---- Provided records

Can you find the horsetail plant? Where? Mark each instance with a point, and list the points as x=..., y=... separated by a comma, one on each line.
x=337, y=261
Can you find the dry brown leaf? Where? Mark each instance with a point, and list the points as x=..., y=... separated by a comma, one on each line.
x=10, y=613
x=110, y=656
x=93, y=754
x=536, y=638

--------
---- Provided records

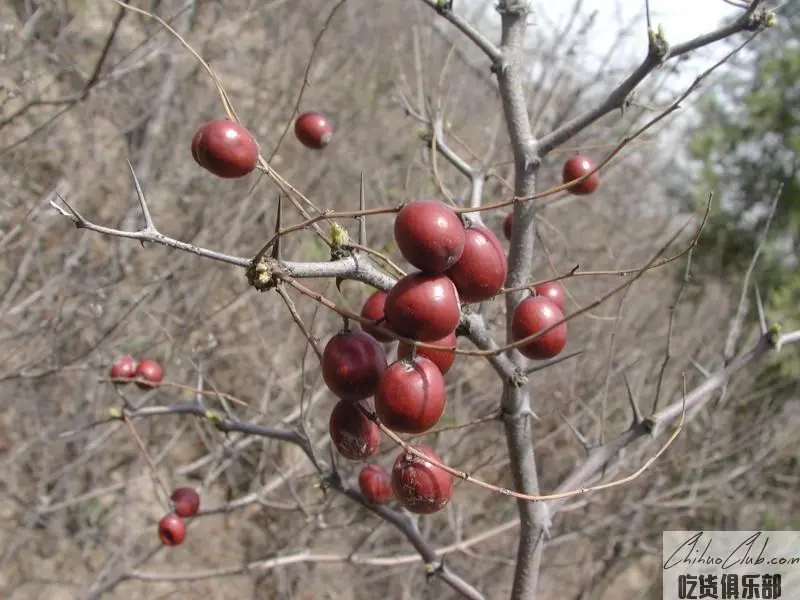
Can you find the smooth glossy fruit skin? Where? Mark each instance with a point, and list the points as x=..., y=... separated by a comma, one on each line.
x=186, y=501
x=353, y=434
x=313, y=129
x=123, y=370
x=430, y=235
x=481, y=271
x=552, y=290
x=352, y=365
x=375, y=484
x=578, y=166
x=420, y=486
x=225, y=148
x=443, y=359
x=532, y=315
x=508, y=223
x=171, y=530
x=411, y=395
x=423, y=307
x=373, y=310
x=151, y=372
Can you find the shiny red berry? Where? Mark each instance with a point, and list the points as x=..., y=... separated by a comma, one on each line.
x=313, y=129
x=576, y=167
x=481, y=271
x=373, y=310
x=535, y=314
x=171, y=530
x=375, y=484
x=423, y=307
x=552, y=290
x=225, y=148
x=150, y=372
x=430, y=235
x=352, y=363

--------

Exercise details: Return every line of the data above that contains the word "shiny".

Task result:
Can you find the shiny red berry? Where? Mark each instance with a point, and list the points as x=..., y=... separated by a comma, one on each line.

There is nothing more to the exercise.